Text provided
A paper authored by the DCRI’s Adrian Hernandez, MD, MHS, and colleagues calls for major changes in the research ecosystem to enable pragmatic trials, especially those comparing different treatments in order to generate evidence needed to guide decisions in clinical practice.
Reducing uncertainty in clinical practice will require a move toward a learning health system in which research is embedded in clinical care, write the authors of a recent Perspective piece published in the New England Journal of Medicine.
The DCRI’s Adrian Hernandez, MD, MHS, Professor of Medicine and Vice Dean for Clinical Research for the Duke University School of Medicine, was one of the authors for this publication, which comments on a goal set in 2010 by the National Academy of Medicine (NAM). The goal outlined that by 2020, “90 percent of clinical decisions will be supported by accurate, timely, and up-to-date clinical information, and will reflect the best available evidence.” The paper’s authors argue that uncertainty still abounds in clinical practice, with little or no evidence in many cases and “haphazard, arbitrary selection” guiding treatment decisions.
While data from observational studies and health records can fill some of these gaps, randomization “remains the best tool for the unbiased comparison of many alternative treatments,” the authors write. However, traditional randomized clinical trials are slow to provide much-needed evidence, and because of highly specific inclusion criteria, results are often not generalizable to a wider population.

[Image-grounded pointing data]

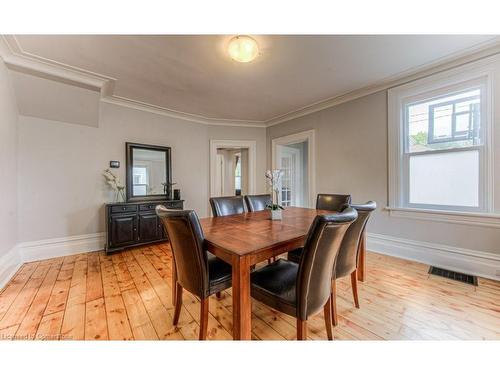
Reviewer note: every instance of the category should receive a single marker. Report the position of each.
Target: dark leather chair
(347, 260)
(302, 290)
(332, 202)
(257, 202)
(225, 206)
(197, 271)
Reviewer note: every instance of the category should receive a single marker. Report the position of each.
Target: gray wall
(351, 157)
(8, 163)
(61, 189)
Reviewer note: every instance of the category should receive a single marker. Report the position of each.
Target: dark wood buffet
(135, 223)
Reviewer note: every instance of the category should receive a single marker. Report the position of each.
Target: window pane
(443, 122)
(462, 122)
(447, 122)
(449, 179)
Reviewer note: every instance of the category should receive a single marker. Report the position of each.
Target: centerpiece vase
(276, 214)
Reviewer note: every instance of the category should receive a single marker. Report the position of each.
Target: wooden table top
(254, 232)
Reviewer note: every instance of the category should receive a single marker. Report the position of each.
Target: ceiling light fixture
(242, 48)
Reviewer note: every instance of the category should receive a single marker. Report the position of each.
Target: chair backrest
(257, 202)
(318, 258)
(187, 243)
(332, 202)
(224, 206)
(347, 259)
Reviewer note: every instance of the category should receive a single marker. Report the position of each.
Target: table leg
(242, 307)
(174, 282)
(362, 258)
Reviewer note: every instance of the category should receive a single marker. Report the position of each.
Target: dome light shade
(242, 48)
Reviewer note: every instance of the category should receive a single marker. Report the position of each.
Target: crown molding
(142, 106)
(19, 60)
(15, 58)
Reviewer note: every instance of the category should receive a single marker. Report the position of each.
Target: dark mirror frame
(129, 147)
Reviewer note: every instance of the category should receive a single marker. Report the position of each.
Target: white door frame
(252, 160)
(310, 137)
(296, 181)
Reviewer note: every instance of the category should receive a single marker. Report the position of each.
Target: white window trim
(396, 100)
(310, 136)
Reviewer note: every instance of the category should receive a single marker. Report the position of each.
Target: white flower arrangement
(274, 181)
(115, 183)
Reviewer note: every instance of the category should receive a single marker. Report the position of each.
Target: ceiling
(194, 74)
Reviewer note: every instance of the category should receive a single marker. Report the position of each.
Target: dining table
(246, 239)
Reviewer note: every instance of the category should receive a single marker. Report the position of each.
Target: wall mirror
(148, 172)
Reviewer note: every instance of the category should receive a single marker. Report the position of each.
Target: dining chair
(257, 202)
(348, 257)
(302, 290)
(197, 271)
(347, 260)
(225, 206)
(332, 202)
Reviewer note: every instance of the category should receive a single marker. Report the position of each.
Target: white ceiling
(193, 74)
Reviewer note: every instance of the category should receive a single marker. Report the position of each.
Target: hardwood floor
(127, 296)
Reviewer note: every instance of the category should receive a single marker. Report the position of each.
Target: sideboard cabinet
(135, 223)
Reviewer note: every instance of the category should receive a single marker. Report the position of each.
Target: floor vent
(468, 279)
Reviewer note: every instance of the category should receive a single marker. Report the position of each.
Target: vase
(276, 215)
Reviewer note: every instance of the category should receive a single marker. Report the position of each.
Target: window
(439, 145)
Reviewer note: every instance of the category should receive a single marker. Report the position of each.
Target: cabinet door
(123, 230)
(148, 227)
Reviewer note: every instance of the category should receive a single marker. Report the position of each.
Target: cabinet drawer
(127, 208)
(174, 205)
(148, 206)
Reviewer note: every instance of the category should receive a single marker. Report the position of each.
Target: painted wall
(61, 189)
(8, 163)
(351, 157)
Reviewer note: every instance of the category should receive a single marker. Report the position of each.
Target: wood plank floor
(127, 296)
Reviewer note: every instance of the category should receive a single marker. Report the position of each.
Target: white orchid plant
(274, 181)
(115, 183)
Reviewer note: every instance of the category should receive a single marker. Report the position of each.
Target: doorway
(294, 155)
(232, 167)
(231, 173)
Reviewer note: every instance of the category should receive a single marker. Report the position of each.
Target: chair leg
(328, 319)
(354, 283)
(301, 329)
(174, 282)
(204, 318)
(178, 303)
(333, 300)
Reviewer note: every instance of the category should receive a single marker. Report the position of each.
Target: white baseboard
(57, 247)
(9, 264)
(453, 258)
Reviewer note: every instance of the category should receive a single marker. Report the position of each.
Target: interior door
(289, 163)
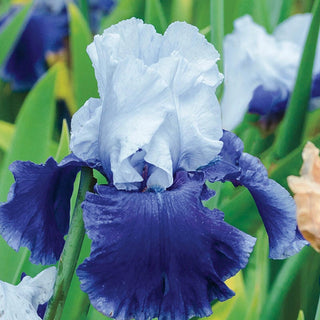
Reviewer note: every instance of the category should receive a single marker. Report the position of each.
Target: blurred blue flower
(22, 301)
(45, 32)
(260, 69)
(155, 133)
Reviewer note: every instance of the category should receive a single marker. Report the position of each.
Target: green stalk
(291, 130)
(217, 27)
(317, 317)
(83, 6)
(282, 284)
(71, 251)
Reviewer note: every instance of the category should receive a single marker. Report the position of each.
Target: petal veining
(159, 254)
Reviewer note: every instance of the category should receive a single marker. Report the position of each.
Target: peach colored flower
(307, 195)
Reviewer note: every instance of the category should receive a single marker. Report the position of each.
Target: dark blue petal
(277, 208)
(98, 9)
(159, 254)
(43, 32)
(36, 214)
(275, 205)
(42, 307)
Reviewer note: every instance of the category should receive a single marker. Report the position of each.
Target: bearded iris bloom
(22, 301)
(261, 69)
(45, 32)
(156, 134)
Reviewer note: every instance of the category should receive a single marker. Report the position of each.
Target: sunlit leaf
(291, 129)
(235, 307)
(6, 133)
(125, 9)
(9, 32)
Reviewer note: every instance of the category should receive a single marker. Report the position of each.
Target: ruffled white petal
(127, 39)
(252, 58)
(158, 101)
(185, 40)
(85, 130)
(22, 301)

Instructions to follow
Reproduce the stretch of the pragmatic trials article from "Reducing uncertainty in" through "guiding treatment decisions.".

Task response
Reducing uncertainty in clinical practice will require a move toward a learning health system in which research is embedded in clinical care, write the authors of a recent Perspective piece published in the New England Journal of Medicine.
The DCRI’s Adrian Hernandez, MD, MHS, Professor of Medicine and Vice Dean for Clinical Research for the Duke University School of Medicine, was one of the authors for this publication, which comments on a goal set in 2010 by the National Academy of Medicine (NAM). The goal outlined that by 2020, “90 percent of clinical decisions will be supported by accurate, timely, and up-to-date clinical information, and will reflect the best available evidence.” The paper’s authors argue that uncertainty still abounds in clinical practice, with little or no evidence in many cases and “haphazard, arbitrary selection” guiding treatment decisions.